#### Directions:
Gather every line that contains the string "branch" and copy each one out.

START Records

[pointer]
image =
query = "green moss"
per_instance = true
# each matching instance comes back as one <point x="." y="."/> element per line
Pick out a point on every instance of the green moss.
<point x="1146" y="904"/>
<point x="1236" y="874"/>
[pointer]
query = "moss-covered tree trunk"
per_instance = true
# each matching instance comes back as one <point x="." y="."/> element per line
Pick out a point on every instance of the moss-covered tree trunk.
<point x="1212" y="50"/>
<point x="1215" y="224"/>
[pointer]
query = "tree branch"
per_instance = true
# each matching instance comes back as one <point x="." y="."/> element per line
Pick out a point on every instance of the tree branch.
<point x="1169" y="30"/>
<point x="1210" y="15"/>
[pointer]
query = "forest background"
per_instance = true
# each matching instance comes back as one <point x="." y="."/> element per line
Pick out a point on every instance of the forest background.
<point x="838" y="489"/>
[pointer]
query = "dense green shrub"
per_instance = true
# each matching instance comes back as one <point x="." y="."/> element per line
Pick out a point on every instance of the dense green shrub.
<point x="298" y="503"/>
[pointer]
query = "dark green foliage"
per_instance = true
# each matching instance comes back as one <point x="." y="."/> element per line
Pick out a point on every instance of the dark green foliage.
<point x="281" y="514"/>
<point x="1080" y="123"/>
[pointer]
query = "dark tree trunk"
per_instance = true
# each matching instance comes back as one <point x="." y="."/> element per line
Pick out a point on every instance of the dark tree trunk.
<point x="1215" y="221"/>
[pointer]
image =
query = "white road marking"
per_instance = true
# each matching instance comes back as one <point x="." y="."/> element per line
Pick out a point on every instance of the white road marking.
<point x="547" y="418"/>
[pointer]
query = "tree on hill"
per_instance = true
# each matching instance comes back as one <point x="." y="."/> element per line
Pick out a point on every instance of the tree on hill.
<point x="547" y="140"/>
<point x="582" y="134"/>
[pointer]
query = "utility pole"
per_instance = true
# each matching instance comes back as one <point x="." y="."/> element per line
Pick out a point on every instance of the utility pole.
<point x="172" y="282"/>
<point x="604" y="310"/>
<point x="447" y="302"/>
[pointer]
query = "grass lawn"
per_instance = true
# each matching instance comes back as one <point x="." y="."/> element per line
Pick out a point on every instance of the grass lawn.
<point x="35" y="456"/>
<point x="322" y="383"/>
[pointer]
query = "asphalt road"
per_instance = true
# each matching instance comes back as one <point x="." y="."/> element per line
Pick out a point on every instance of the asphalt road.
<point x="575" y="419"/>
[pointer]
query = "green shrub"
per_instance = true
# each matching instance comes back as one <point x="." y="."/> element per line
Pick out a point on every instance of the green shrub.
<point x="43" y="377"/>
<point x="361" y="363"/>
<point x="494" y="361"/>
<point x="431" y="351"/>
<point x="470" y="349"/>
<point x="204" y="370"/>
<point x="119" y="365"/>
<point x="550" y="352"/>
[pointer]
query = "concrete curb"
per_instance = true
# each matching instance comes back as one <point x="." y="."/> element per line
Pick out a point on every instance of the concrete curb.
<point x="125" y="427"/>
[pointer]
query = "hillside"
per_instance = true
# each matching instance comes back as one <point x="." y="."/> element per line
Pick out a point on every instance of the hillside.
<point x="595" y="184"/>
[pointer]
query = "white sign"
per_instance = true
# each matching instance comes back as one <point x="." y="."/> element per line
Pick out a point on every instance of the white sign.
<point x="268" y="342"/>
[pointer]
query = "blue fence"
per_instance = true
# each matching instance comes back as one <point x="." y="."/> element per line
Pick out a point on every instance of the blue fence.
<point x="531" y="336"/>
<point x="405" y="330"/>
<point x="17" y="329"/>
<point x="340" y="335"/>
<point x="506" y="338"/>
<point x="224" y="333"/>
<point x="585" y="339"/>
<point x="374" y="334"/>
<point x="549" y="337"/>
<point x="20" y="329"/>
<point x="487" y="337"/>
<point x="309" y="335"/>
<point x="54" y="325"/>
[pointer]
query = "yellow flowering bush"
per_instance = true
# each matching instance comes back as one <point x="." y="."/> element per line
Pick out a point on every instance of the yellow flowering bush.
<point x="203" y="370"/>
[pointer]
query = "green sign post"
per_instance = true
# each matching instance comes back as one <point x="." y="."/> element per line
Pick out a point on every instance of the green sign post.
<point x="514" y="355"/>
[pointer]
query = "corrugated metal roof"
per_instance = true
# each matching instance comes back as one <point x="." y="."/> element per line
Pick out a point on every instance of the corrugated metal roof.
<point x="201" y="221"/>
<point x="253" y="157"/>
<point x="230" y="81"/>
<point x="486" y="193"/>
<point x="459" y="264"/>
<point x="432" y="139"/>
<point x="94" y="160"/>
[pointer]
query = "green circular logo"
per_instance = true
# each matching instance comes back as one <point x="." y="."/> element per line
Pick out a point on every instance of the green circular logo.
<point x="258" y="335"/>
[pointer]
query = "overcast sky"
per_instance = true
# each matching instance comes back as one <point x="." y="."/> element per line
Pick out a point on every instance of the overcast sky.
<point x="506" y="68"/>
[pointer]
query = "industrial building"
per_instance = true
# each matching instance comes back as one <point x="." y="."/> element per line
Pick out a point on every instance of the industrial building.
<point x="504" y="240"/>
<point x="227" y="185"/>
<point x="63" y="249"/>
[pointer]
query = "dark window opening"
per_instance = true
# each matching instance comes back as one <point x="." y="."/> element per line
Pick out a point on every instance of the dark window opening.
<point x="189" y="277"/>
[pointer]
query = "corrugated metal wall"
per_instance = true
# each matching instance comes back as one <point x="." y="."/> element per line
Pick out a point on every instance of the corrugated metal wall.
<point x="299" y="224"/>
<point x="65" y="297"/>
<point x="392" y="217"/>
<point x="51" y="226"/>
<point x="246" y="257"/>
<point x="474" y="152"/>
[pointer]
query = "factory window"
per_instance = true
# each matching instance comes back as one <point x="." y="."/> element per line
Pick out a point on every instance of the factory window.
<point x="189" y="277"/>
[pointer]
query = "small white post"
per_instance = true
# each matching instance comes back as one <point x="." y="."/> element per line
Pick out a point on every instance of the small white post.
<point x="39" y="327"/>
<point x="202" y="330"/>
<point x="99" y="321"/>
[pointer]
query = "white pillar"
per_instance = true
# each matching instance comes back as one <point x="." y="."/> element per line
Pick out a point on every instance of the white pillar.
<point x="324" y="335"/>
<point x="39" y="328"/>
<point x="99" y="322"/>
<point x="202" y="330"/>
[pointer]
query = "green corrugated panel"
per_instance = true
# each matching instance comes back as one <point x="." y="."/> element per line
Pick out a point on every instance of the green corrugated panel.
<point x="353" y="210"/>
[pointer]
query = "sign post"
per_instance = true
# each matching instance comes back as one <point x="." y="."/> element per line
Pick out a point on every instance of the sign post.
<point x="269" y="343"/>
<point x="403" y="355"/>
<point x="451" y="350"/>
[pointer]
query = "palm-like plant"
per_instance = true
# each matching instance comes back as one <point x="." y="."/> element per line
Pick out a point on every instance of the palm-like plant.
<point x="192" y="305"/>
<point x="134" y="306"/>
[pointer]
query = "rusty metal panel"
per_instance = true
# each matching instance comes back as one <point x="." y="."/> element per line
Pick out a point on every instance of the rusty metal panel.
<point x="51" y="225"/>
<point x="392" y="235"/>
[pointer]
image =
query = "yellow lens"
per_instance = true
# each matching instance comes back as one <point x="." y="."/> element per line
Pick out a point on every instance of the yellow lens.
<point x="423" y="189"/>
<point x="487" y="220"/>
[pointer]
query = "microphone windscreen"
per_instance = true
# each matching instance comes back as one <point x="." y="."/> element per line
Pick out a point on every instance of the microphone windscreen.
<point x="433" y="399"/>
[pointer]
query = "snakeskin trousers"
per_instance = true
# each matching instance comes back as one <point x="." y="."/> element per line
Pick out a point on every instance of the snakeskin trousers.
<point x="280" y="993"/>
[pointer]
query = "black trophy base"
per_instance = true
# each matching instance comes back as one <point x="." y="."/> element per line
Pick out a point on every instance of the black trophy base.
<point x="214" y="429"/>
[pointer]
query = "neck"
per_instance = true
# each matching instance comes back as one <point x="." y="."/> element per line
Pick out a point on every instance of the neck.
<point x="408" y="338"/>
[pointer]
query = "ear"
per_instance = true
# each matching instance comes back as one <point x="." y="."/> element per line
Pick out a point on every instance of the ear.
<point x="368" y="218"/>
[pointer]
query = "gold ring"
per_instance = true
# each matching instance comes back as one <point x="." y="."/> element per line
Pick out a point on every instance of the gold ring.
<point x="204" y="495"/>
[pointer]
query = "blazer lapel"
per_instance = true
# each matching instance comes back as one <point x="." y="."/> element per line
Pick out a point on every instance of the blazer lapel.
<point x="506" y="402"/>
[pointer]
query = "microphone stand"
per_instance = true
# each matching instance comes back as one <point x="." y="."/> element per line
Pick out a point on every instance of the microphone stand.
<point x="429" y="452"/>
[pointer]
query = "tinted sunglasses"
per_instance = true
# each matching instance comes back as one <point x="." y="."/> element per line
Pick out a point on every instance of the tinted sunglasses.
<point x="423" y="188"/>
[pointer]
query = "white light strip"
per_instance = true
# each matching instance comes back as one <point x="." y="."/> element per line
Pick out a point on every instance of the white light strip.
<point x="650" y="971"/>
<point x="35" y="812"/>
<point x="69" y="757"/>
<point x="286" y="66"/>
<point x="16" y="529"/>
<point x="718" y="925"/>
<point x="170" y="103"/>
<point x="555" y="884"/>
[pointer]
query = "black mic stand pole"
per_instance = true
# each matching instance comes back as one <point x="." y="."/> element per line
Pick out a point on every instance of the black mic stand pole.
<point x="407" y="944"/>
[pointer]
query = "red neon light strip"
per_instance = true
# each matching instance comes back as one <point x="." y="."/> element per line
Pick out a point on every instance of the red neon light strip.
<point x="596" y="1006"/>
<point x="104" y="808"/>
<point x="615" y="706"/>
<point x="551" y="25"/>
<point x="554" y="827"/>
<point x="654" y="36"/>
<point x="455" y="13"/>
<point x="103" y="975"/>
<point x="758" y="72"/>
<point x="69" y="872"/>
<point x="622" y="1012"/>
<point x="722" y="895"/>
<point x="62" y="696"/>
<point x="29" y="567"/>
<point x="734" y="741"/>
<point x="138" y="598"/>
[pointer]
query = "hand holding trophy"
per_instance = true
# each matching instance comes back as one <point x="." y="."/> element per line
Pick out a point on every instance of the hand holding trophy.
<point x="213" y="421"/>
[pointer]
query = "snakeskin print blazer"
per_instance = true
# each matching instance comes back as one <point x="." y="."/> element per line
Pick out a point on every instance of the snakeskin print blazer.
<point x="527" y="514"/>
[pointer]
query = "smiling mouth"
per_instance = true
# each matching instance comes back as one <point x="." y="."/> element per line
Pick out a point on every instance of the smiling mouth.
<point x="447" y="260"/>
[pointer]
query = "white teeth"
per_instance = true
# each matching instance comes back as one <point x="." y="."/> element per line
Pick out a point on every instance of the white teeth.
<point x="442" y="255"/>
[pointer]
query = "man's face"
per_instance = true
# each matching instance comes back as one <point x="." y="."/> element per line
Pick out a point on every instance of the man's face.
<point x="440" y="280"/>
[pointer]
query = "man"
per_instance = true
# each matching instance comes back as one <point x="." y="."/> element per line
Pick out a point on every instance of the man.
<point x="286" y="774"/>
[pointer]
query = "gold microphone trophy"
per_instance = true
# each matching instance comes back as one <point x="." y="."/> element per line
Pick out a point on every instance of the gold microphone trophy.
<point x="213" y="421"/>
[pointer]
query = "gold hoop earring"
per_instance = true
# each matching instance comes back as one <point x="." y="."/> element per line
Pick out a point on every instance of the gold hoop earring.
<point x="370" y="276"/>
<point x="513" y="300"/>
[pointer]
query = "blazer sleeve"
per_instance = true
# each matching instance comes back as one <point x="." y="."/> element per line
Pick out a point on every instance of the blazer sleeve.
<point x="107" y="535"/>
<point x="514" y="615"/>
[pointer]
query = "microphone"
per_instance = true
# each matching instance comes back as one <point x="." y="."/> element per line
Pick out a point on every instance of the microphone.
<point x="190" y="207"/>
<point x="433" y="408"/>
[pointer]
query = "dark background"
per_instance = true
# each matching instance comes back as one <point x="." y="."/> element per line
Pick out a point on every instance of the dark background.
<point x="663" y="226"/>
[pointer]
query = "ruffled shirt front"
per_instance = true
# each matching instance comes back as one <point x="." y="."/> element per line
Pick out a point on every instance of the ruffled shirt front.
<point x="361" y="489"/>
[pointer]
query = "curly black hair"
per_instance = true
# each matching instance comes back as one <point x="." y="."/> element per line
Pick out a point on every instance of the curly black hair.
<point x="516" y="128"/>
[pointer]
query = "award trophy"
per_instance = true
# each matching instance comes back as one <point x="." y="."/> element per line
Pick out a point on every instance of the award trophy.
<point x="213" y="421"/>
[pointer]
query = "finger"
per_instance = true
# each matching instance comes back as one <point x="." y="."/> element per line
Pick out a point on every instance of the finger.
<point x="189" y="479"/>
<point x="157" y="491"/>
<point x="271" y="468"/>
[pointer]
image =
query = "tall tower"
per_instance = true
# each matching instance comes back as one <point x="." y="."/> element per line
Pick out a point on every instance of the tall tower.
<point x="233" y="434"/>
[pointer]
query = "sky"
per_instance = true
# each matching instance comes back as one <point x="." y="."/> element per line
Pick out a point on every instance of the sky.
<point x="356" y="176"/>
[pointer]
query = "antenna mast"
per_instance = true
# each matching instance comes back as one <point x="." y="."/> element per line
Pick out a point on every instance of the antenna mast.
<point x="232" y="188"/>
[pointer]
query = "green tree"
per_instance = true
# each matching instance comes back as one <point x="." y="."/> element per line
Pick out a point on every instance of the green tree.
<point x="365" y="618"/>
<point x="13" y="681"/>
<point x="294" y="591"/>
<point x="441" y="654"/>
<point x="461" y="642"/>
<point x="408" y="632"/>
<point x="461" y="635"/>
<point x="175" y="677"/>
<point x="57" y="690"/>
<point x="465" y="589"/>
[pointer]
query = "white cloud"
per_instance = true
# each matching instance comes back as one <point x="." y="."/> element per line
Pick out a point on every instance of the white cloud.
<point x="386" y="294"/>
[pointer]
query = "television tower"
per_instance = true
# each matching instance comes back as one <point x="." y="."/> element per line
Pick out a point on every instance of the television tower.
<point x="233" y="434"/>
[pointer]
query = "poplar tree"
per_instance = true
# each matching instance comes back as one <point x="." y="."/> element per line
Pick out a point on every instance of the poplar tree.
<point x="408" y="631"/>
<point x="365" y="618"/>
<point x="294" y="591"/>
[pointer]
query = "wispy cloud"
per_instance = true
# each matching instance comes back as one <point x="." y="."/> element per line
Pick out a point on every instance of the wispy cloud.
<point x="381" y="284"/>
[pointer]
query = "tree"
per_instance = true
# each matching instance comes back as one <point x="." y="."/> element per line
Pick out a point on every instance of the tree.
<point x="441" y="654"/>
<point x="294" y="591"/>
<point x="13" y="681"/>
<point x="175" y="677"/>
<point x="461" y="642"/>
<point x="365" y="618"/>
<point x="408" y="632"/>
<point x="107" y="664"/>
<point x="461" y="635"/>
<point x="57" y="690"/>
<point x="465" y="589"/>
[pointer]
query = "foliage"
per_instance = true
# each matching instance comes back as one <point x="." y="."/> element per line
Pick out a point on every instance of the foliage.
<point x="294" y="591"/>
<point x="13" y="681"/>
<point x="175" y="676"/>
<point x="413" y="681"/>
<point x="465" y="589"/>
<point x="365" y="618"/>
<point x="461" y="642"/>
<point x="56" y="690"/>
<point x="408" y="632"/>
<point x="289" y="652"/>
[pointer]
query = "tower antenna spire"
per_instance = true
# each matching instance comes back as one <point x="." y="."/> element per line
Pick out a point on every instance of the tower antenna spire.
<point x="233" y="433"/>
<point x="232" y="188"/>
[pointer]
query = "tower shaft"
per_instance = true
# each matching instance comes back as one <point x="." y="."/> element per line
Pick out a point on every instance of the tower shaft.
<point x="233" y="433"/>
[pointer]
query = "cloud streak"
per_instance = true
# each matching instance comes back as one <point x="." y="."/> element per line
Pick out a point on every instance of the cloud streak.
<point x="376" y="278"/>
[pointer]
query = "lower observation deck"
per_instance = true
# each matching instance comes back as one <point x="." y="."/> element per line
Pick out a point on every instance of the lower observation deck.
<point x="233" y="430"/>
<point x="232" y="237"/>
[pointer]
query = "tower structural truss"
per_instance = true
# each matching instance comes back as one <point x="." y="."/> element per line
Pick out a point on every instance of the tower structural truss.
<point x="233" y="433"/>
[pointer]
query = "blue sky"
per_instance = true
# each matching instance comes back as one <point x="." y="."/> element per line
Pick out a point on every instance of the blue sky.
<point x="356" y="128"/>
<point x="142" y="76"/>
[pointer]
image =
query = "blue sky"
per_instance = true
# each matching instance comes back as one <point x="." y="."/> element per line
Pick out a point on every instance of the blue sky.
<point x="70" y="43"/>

END Records

#### Finished exercise:
query = "tree branch"
Pick out a point on every instance of the tree branch.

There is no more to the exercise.